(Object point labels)
begin

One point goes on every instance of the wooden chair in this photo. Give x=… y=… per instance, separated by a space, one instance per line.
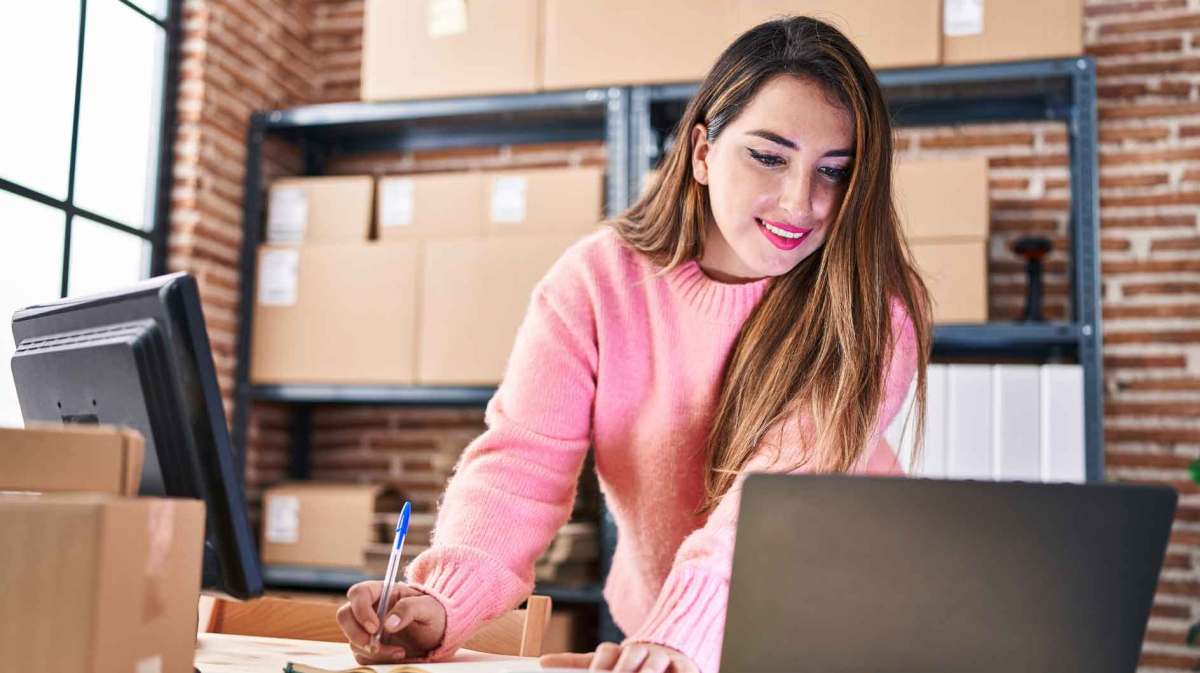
x=519 y=632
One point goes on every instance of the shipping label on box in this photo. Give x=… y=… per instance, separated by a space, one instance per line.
x=445 y=17
x=963 y=17
x=287 y=215
x=509 y=194
x=279 y=277
x=396 y=202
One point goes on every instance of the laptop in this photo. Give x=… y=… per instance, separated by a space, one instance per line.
x=837 y=574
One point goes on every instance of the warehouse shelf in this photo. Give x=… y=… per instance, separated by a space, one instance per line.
x=329 y=131
x=635 y=122
x=391 y=395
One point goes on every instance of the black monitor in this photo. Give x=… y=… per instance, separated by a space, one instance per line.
x=139 y=358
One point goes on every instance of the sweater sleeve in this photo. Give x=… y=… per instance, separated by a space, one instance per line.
x=515 y=484
x=689 y=613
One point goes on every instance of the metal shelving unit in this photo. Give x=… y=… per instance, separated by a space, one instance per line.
x=1057 y=90
x=325 y=132
x=634 y=122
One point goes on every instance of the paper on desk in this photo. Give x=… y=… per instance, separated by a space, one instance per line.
x=465 y=661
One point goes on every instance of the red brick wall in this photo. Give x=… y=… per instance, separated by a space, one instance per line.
x=1150 y=187
x=238 y=56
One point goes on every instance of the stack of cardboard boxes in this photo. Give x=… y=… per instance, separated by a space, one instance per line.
x=433 y=298
x=95 y=578
x=429 y=48
x=945 y=211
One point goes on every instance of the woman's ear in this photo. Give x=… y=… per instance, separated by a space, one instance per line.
x=700 y=148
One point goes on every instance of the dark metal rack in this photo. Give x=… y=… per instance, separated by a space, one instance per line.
x=324 y=132
x=634 y=122
x=1057 y=90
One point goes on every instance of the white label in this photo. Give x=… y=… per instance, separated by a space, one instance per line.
x=149 y=665
x=277 y=277
x=287 y=215
x=963 y=17
x=445 y=17
x=283 y=520
x=396 y=202
x=509 y=198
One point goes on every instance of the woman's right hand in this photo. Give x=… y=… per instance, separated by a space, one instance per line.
x=414 y=625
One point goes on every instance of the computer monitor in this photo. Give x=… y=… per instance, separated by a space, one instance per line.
x=139 y=356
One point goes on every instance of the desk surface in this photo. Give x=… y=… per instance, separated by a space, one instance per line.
x=220 y=653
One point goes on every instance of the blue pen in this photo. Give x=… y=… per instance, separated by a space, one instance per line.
x=393 y=566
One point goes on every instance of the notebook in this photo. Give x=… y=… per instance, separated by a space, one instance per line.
x=465 y=661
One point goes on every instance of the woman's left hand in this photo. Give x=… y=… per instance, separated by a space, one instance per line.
x=633 y=658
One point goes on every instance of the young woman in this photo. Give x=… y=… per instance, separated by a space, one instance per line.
x=756 y=310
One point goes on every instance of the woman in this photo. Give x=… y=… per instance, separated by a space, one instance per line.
x=756 y=310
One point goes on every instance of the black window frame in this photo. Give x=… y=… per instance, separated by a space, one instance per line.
x=157 y=233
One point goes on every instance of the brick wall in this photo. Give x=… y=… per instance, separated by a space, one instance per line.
x=1149 y=67
x=237 y=56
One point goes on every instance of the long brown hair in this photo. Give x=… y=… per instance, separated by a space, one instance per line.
x=821 y=338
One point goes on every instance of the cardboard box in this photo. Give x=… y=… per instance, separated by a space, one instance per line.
x=562 y=632
x=429 y=48
x=609 y=42
x=319 y=210
x=1011 y=30
x=957 y=276
x=502 y=202
x=552 y=200
x=318 y=524
x=889 y=34
x=474 y=295
x=71 y=457
x=943 y=199
x=100 y=584
x=432 y=204
x=335 y=314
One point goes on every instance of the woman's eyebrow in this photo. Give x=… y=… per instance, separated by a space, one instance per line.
x=780 y=140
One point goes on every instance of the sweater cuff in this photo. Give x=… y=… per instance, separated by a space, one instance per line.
x=689 y=616
x=472 y=587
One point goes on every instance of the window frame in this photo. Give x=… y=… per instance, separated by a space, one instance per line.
x=157 y=233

end

* _PROBLEM TO WORK ON_:
Copy out the part of the data above that opens with the line containing "One point goes on every instance of the shipping" and closes with the line containing "x=509 y=198", both lines included, keeping every character unchanged.

* _THE ANSWER_:
One point goes on every instance of the shipping label on box in this photo. Give x=… y=… per instance, separated by a space, one instance per line.
x=445 y=17
x=963 y=17
x=287 y=215
x=509 y=194
x=279 y=277
x=396 y=202
One point goes on every instance of the laptop in this photo. Give x=… y=… per instance, separated by a space, one instance per line.
x=837 y=574
One point goes on every instance of the warehouse shelf in this photo. Give x=… y=… per instance, separated by a space, one instance per line.
x=329 y=131
x=635 y=122
x=391 y=395
One point goes on every instance of the black monitor in this photo. Give x=… y=… per instance, separated by a space, one instance per line.
x=139 y=358
One point goes on every instance of the sweater sleeve in this photo. Give x=… y=… per instance, separated by a space, one instance per line.
x=515 y=484
x=689 y=613
One point goes on every instance of the metal shelving unit in this photo. Give x=… y=… per instance, separated by a space, one instance per line.
x=1057 y=90
x=325 y=132
x=634 y=122
One point goes on every instance of the paper on desk in this photo. Give x=… y=… per instance, separated by a space, one instance per line.
x=465 y=661
One point goes on every instance of the red brick wall in this photo. Give x=… y=… per instance, separated by a space, one instance per line.
x=1150 y=187
x=238 y=56
One point goes on every instance of the stack of cardboard boxes in this photo. Give x=… y=… per instance, separated by a space, one instance per line.
x=433 y=298
x=95 y=578
x=429 y=48
x=945 y=211
One point goes on every instance of the woman's ear in this photo. Give x=… y=… per instance, separated by a space, one instance per line.
x=700 y=148
One point goes on every instance of the dark metal rack in this photo. Give x=… y=… per instance, separated by a space, one instance per line.
x=324 y=132
x=634 y=122
x=1057 y=90
One point goes on every instance of the white label in this photo. Give x=… y=… per instance, separated by a space, one instance per line.
x=149 y=665
x=277 y=277
x=287 y=215
x=963 y=17
x=445 y=17
x=283 y=520
x=396 y=202
x=509 y=198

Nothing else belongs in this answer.